▶ [Directions for this task]: Could you return all of the records exactly, minus their images?

▶ [Source records]:
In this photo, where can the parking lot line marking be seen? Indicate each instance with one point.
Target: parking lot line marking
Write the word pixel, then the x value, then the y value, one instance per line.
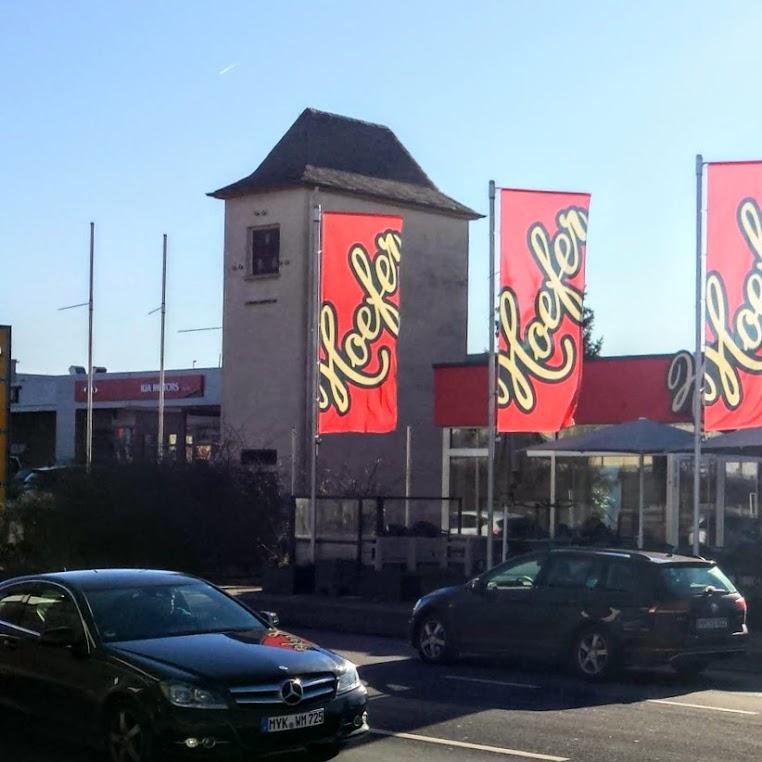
pixel 472 746
pixel 701 706
pixel 490 682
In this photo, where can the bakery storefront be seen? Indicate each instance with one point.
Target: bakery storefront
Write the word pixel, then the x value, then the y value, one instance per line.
pixel 596 497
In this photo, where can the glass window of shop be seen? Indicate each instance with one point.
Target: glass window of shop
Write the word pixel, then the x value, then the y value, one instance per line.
pixel 741 495
pixel 596 497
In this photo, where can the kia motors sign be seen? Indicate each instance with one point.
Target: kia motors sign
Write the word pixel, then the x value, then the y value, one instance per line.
pixel 140 388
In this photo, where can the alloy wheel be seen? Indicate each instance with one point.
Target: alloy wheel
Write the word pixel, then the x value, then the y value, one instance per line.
pixel 432 640
pixel 593 654
pixel 126 739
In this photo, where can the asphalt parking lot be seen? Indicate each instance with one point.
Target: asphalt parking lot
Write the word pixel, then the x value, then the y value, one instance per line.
pixel 477 710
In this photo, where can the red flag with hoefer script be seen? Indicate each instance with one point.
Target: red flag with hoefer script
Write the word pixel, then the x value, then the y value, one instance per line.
pixel 543 239
pixel 359 322
pixel 733 373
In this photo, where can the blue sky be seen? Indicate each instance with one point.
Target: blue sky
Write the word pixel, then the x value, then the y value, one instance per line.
pixel 117 112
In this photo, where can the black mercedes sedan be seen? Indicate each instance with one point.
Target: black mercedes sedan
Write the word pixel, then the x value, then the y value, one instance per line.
pixel 150 664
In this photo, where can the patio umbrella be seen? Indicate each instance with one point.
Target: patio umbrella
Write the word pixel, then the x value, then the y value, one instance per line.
pixel 641 437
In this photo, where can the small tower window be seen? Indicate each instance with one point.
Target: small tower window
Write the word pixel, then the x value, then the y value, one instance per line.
pixel 264 247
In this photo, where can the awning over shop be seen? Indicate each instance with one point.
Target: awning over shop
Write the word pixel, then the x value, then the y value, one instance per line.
pixel 741 442
pixel 641 437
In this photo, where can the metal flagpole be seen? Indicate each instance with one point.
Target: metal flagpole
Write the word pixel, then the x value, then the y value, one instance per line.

▶ [Your response]:
In this photo, where can the parking lot line marking be seen? Indicate each instance with one point.
Target: parking lot line marking
Write the word pixel, then the x value, then the y value, one instance per line.
pixel 472 746
pixel 701 706
pixel 490 682
In this photo, where can the bakery storefront be seen? Indicate each instance with one point.
Target: bakery storefront
Write the word pixel, then the x value, then the y value, one instance per line.
pixel 596 497
In this photo, where can the glass window of shop be seen? Indicate each instance with one point.
Target: glass window of shop
Write the word pixel, then the x value, then the y value, one instance per line.
pixel 741 495
pixel 596 497
In this photo, where can the kia motors sign be seen? Indicate each instance with one point.
Target: kia motors sign
Write the word pixel, then the x value, then the y value, one instance per line.
pixel 140 388
In this photo, where can the alloy wheel be seen? Indicate each instance with one point.
Target: alloy wheel
Write the word pixel, then the x value, then the y value, one instance per line.
pixel 432 640
pixel 593 654
pixel 126 739
In this photo, where can the asphalt parking lot be seen? Indicate each instance with one point.
Target: asphalt parking lot
Write the word pixel, then the x value, then the y value, one instance per line.
pixel 477 710
In this photo, where can the red flag with hoefer script be seen? Indicate each instance with one point.
Target: red flag with hoefer script
Write the word pixel, then the x value, then the y value, one instance per line.
pixel 543 239
pixel 359 322
pixel 733 373
In this photo, where can the blue sky be seen? Indicate each instance with one point.
Target: blue sky
Write the word pixel, then the x value, then the y value, one instance per line.
pixel 117 112
In this photo, where can the black mercedes sedan be seen? Indicate each instance with one point.
Target: black mercedes sedan
Write the word pixel, then the x value, then the y value, one instance per line.
pixel 150 664
In this photo, where can the patio umbrella be seen? Indicate each instance with one point.
Target: patio umbrella
Write the word pixel, then the x value, then the y value, one instance per line.
pixel 641 437
In this photo, where can the small tower window be seen? Indicate each instance with one point.
Target: small tower window
Write the word pixel, then the x value, then the y value, one instance per line.
pixel 264 247
In this photo, where can the awning over shop be seen? Indicate each instance with one point.
Target: awning over shop
Write the word pixel, then the x value, then the y value, one instance per line.
pixel 741 442
pixel 641 437
In this photo, where can the metal flagpole be seen? Indicate each instance with one point.
Target: metal flagpole
Write the word pixel, then the x value, then the y value, one instance per line.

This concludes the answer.